To you, sales are numbers on a page. To me, sales are PEOPLE, flesh and blood, equal to myself. It is the CUSTOMER who defines quality. Not the game company. Not the game developer. Not the game reviewer. Customers are the reasons why any business exists in the first place. Businesses do not exist to make ‘culture’ or ‘art’. They can do that if that is what their customers want. Apple can make slick electronics because their customers want it. And it is those customers that define quality.
Malstrom loves to argue at extreme length about how the “casual gamer” is a myth that hardcore / enthusiast gamers perpetuate to feel better about themselves. That doesn’t account for so-called “casual” audiences having the potential to be more guilible and less knowledgeable /even purely as consumers/ when it comes to the game market.
If this is true, then why is the Wii having trouble in Japan? Why do I hear whining (yes, whining) from third party companies complaining their sloppy games won’t sell on the Wii? Perhaps it is because the so-called ‘casual gamers’ are not dumb and gullible.
Remember, the ‘hype’ is always aimed at the hardcore. It is amazing how many gamers get sucked into ‘hype’ again and again even after being burned before. If anyone is showing signs of being gullible, it is the hardcore for falling for hype marketing again and again.

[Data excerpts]

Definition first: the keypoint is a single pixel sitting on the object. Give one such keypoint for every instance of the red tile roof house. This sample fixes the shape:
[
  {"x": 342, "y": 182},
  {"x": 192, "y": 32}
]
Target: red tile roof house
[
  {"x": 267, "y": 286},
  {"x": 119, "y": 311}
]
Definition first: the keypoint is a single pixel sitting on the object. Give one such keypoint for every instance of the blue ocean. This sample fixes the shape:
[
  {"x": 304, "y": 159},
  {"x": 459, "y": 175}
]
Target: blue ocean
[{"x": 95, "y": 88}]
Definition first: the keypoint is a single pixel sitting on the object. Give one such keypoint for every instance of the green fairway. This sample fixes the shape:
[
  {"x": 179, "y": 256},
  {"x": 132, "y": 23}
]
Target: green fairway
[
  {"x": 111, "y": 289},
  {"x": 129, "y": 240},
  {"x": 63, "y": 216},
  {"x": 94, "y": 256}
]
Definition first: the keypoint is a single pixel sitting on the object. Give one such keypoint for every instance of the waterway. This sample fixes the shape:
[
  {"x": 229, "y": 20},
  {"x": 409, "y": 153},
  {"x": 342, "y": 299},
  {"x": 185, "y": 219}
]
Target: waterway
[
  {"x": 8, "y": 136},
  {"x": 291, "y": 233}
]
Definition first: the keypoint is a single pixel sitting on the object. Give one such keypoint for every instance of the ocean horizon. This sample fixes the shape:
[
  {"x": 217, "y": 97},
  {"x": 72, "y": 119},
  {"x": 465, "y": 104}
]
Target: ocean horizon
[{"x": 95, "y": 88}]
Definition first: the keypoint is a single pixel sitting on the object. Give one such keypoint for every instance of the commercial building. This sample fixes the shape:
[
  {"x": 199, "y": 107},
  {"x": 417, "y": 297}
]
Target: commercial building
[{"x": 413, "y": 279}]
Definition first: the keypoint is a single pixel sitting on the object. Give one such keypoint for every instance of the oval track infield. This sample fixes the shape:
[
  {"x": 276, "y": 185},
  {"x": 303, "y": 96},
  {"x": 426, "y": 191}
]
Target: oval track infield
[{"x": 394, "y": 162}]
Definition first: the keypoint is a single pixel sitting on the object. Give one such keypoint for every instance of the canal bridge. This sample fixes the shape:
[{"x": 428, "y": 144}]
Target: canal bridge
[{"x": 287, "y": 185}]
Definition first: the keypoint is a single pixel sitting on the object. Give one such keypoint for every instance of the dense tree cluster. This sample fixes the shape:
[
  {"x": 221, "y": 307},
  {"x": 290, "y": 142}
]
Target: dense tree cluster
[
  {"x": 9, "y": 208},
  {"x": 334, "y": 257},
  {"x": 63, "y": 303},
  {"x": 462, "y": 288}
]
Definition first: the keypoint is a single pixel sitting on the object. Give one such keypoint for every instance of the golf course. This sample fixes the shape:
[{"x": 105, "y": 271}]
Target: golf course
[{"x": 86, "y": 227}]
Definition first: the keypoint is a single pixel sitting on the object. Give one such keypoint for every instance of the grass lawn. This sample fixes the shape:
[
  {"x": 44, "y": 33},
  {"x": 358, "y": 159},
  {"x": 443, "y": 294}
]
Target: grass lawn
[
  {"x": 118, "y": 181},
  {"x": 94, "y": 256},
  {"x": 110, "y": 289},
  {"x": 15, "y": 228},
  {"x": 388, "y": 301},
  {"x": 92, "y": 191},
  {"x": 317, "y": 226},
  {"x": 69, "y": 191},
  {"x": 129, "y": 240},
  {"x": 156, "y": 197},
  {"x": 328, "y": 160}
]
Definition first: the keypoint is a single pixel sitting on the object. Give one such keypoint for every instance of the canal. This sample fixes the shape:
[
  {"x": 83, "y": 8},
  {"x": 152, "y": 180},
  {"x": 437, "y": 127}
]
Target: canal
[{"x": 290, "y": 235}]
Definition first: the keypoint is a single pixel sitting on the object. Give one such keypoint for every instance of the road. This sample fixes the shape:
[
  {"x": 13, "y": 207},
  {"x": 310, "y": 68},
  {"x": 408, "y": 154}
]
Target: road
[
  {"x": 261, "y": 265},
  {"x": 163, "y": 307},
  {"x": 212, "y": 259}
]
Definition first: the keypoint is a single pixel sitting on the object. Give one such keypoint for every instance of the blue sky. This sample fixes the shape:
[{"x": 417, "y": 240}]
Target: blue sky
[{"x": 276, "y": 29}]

:: Problems to solve ::
**a)** Answer these questions using the passage on casual gamers:
(i) According to the passage, who defines quality?
(ii) Which console is said to be having trouble in Japan?
(iii) At whom is hype always aimed?
**b)** In the passage on casual gamers, list every party that the author says does not define quality.
**c)** Resume the passage on casual gamers and hype after its final sentence.

:: Activity answers ::
**a)**
(i) The customer.
(ii) The Wii.
(iii) The hardcore.

**b)**
- The game company
- The game developer
- The game reviewer

**c)**
I am not saying hardcore and casuals are smarter or dumber than another. I am saying that hardcore aren’t half as smart as they think they are and ‘casuals’ are not as dumb as the hardcore thinks. Microsoft’s efforts in the so-called ‘casual market’ have fizzled. It is not as easy to sell to them as people suspect.
I think Malstrom would cite a game like GTA IV as being a classical example of ‘diseased’ hardcore game mentality, but in every instance I’ve seen the backbone of GTA’s popularity rests on the mass market; not the “core audience”. Somehow, I think he would not admit GTA IV was any good, therefore, by his own definitions.
I am using Christensen’s definitions of ‘Expanded Audience’ and ‘Core Audience’ (which is what Nintendo uses). ‘Core Audience’ in gaming is identical to ‘Next Generation’ meaning emphasis on better graphics and complexity. Expanded Market does not mean ‘mass market’. (Though, Nintendo uses the term ‘mass market’ to imply gaming for everyone, for gaming to have no barriers).
GTA IV is a fine game for what it intends to do. The problem with games like GTA IV is that its costs are rapidly increasing and the customers are not increasing at the same rate. Why? It is because the game industry took customer growth for granted. Instead of gaming becoming more popular, its growth has been tied to population growth, opening new territories in the world, and multiple console ownership. One can’t rely on new territories or multiple console ownership for long. Population growth, also, may not be around much longer as many nations will begin to have population decline (such as Japan). As Iwata said, if the gaming does not expand, all the industry can do is sit and watch the game industry die.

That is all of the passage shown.